DEINE AUFGABE:
Gib aus dem Forumstext über Völkerball den Abschnitt von „Wird in Kanada“ bis „eher https://www.youtube.com/watch?v=ipoVkN5YXHk ?“ Wort für Wort wieder.

ZU PRÜFENDER TEXT:
===============
Erinnert an kelte...
Wird in Kanada nun MMA im Schulsport angeboten?

nein, viel schlimmer:ups::

https://www.spiegel.de/lebenundlernen/schule/voelkerball-kanadische-forscher-bezeichnen-spiel-als-legalisiertes-mobbing-a-1274429.html

was meint Ihr dazu?
Berechtigter Hinweis auf unhaltbare Missstände oder eher https://www.youtube.com/watch?v=ipoVkN5YXHk ?

Willi von der Heide
16-07-2019, 07:29
" Generation Schneeflocke " ... der Begriff ist bei uns noch nicht so angekommen - läuft bei uns unter " Weichei " - aber wird wohl irgendwann im öffentlichen Diskurs auftauchen.
===============
UNTERSUCHTE DATENSÄTZE:
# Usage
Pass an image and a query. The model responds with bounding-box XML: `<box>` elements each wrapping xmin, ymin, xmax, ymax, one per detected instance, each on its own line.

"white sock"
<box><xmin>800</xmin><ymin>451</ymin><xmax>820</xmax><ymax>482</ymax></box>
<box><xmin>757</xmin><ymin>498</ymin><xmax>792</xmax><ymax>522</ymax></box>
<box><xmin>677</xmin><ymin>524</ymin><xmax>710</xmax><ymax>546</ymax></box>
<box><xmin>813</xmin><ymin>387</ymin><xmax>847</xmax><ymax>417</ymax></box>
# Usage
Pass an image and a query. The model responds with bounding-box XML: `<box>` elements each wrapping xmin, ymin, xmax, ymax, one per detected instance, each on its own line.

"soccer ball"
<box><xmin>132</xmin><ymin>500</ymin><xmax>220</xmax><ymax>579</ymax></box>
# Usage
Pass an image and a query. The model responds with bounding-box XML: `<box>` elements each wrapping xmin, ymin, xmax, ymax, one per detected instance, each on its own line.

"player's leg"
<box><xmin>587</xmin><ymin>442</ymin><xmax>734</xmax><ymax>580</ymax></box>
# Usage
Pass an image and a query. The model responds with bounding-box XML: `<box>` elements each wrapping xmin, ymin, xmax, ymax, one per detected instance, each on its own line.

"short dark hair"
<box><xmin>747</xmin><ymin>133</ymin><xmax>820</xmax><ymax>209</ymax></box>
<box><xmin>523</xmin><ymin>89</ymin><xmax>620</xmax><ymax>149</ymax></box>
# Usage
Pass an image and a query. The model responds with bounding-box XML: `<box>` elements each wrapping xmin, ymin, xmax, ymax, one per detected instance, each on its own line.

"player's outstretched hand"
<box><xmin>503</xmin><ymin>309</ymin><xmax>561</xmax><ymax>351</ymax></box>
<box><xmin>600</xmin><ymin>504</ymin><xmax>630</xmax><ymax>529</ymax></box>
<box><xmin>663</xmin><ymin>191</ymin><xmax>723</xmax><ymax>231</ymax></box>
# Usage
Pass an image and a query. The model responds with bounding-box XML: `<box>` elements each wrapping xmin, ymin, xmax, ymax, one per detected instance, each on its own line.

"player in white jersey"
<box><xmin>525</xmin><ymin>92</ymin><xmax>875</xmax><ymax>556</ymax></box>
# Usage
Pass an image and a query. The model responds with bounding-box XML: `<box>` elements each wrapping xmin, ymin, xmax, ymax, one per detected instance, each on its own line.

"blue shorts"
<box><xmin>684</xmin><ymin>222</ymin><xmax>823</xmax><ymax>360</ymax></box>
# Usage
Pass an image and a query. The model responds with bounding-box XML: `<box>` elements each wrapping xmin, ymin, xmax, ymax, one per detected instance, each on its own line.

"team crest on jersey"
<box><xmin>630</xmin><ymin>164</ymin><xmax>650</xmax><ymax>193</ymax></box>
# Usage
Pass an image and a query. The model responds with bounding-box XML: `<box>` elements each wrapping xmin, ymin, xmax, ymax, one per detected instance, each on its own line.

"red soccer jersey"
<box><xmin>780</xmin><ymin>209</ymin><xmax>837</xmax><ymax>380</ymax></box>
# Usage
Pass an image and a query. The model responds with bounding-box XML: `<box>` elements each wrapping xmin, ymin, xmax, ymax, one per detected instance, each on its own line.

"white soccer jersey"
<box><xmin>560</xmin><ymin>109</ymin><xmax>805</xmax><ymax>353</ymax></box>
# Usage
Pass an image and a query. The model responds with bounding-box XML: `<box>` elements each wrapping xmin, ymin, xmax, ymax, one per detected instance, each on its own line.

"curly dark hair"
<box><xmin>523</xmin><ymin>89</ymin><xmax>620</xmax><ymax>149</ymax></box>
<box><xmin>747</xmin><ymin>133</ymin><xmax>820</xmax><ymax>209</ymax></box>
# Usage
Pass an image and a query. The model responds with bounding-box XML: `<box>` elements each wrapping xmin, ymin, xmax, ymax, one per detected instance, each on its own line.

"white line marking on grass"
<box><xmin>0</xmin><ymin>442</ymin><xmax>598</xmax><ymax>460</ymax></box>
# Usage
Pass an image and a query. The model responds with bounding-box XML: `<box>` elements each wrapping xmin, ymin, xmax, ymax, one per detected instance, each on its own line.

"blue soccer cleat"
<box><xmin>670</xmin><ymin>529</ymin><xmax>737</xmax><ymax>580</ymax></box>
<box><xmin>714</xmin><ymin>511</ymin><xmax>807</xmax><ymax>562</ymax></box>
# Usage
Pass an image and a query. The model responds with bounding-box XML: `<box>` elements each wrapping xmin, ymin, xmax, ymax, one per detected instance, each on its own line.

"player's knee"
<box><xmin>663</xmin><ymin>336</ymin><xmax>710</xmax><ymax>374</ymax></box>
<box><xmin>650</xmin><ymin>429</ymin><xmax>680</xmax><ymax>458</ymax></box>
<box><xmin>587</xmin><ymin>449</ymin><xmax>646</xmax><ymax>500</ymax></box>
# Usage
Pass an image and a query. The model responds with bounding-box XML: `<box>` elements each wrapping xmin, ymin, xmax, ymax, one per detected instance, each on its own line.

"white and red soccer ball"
===============
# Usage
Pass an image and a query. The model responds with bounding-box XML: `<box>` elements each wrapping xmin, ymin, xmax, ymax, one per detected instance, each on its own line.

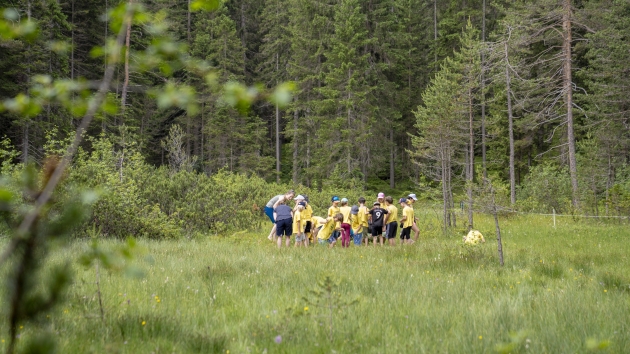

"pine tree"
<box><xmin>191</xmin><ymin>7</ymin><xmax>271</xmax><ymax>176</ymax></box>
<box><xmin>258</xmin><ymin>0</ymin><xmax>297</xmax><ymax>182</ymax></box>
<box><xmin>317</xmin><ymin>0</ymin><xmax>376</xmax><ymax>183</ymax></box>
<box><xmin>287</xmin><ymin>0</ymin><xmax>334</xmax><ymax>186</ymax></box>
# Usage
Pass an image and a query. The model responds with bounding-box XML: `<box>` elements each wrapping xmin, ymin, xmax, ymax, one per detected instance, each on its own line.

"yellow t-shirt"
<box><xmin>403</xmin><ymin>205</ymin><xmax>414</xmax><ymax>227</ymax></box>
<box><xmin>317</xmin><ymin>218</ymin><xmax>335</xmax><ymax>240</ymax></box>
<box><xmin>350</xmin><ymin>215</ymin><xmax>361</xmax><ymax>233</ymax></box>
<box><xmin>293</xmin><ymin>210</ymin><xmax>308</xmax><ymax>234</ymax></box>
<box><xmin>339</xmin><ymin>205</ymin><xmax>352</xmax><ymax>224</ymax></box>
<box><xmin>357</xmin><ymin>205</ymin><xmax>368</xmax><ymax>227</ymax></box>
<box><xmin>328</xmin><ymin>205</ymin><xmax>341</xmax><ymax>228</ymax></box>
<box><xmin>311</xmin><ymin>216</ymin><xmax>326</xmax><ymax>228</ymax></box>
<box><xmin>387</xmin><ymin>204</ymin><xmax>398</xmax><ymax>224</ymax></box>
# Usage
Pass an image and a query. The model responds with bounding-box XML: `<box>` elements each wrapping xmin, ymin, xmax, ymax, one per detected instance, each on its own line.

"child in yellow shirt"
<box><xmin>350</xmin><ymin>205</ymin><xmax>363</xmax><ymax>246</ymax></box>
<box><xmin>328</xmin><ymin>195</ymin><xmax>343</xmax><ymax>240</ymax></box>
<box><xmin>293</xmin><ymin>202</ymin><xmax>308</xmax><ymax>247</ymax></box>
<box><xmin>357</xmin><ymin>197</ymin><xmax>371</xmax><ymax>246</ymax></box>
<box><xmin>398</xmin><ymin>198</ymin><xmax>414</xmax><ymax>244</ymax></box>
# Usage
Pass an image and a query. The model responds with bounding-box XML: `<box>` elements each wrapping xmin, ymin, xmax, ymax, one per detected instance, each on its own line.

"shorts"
===============
ANTWORT ZUR AUFGABE:
Wird in Kanada nun MMA im Schulsport angeboten?

nein, viel schlimmer:ups::

https://www.spiegel.de/lebenundlernen/schule/voelkerball-kanadische-forscher-bezeichnen-spiel-als-legalisiertes-mobbing-a-1274429.html

was meint Ihr dazu?
Berechtigter Hinweis auf unhaltbare Missstände oder eher https://www.youtube.com/watch?v=ipoVkN5YXHk ?